*** Opening of Task input ***
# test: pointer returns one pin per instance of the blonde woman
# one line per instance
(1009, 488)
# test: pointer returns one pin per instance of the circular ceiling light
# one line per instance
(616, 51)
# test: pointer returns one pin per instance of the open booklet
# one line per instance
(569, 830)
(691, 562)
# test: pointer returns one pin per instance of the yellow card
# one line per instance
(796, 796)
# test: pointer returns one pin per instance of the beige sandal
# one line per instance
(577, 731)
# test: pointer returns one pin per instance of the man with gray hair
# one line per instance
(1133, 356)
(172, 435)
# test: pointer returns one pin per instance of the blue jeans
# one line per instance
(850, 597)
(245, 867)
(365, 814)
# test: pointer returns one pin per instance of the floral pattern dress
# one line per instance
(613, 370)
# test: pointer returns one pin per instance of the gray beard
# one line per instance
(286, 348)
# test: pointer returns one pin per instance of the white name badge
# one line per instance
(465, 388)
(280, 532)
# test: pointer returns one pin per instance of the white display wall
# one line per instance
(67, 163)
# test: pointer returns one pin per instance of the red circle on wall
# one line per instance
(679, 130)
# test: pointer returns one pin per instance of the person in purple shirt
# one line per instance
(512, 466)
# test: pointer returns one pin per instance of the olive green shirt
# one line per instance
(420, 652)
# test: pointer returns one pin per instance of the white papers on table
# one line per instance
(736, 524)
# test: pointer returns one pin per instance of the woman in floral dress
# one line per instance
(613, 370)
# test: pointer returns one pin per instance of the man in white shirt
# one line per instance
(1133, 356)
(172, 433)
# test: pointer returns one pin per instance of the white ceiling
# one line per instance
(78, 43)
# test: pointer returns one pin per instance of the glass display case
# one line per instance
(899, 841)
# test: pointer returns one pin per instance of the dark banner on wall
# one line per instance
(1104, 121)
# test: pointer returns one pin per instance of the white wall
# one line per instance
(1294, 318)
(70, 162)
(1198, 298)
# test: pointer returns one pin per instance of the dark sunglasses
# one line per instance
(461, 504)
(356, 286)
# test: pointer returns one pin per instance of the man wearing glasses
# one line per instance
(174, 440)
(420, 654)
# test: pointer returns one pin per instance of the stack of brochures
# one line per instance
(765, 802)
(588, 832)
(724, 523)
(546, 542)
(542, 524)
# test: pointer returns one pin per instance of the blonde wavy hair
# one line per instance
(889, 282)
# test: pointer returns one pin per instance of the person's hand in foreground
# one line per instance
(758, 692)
*** Close of Task input ***
*** Opening of Task input ***
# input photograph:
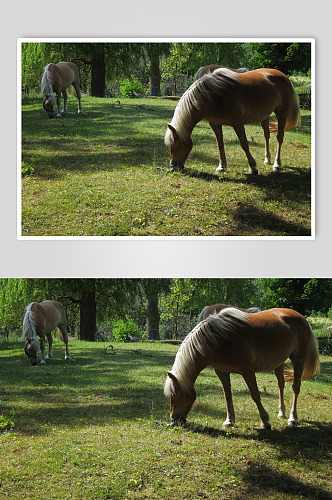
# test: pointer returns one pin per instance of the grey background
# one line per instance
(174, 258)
*** Close of Task input ***
*** Opening of Task input ***
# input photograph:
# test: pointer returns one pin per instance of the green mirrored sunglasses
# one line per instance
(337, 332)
*** Close of Task input ***
Task to complete
A single number is required: how many lines in the material hold the word "sunglasses".

Answer box
2